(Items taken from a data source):

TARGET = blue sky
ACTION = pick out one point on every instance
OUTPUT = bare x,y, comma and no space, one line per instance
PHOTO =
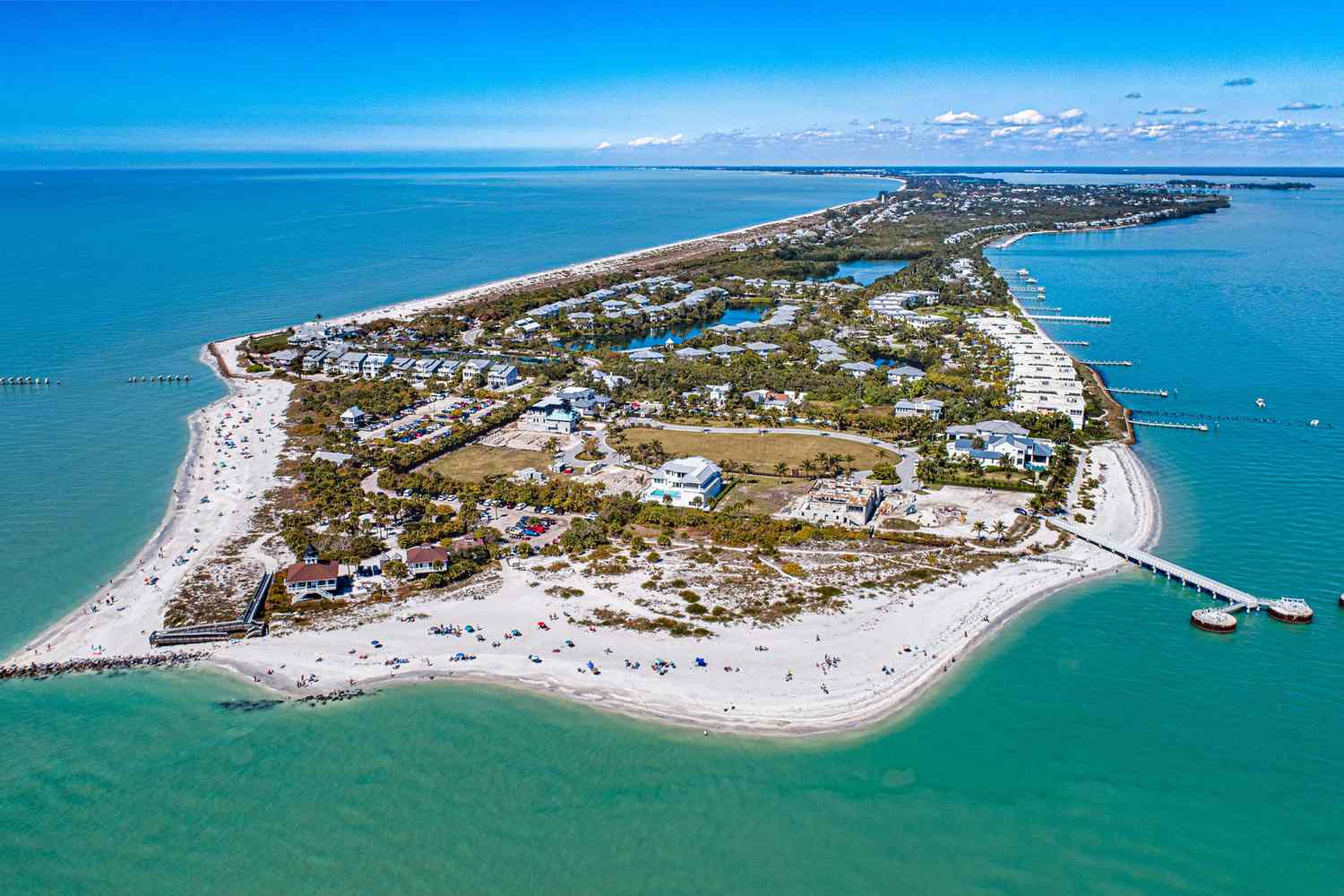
696,83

(TASK STATEMENT):
Pull out every one of the lines above verbatim, leaving the pictures out of your answer.

(RESULT FOR THIS EXERCISE):
TARGET = blue sky
ACTION = pick out one point on every instance
OUTPUT = bare x,y, comma and no space, one line per instance
PHOTO =
696,83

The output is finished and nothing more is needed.